:: ENTRIES SUPPLIED ::

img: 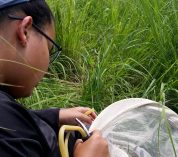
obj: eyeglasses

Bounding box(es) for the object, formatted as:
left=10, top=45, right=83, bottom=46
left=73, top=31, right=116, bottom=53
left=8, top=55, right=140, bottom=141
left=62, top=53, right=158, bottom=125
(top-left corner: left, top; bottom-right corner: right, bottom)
left=8, top=15, right=62, bottom=64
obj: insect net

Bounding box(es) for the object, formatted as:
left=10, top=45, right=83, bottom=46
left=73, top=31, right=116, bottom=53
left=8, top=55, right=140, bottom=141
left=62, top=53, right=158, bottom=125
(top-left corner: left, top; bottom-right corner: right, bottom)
left=90, top=98, right=178, bottom=157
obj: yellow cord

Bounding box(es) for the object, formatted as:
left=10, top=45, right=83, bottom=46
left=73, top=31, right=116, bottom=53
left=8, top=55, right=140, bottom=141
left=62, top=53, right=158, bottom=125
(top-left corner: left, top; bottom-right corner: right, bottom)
left=58, top=109, right=95, bottom=157
left=59, top=125, right=87, bottom=157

:: WHAT THE EXERCISE ASKS ::
Edit the listing from its first line up to and including the line with "left=8, top=15, right=62, bottom=64", replacing "eyeglasses" with "spectacles" and leaving everything else unchanged. Omit the pictures from your answer.

:: REPLY TO THE TASK ::
img: 
obj: spectacles

Bounding box(es) for the object, formatted as:
left=10, top=45, right=83, bottom=46
left=73, top=31, right=116, bottom=53
left=8, top=55, right=140, bottom=141
left=62, top=53, right=158, bottom=125
(top-left corner: left, top; bottom-right corner: right, bottom)
left=8, top=15, right=62, bottom=64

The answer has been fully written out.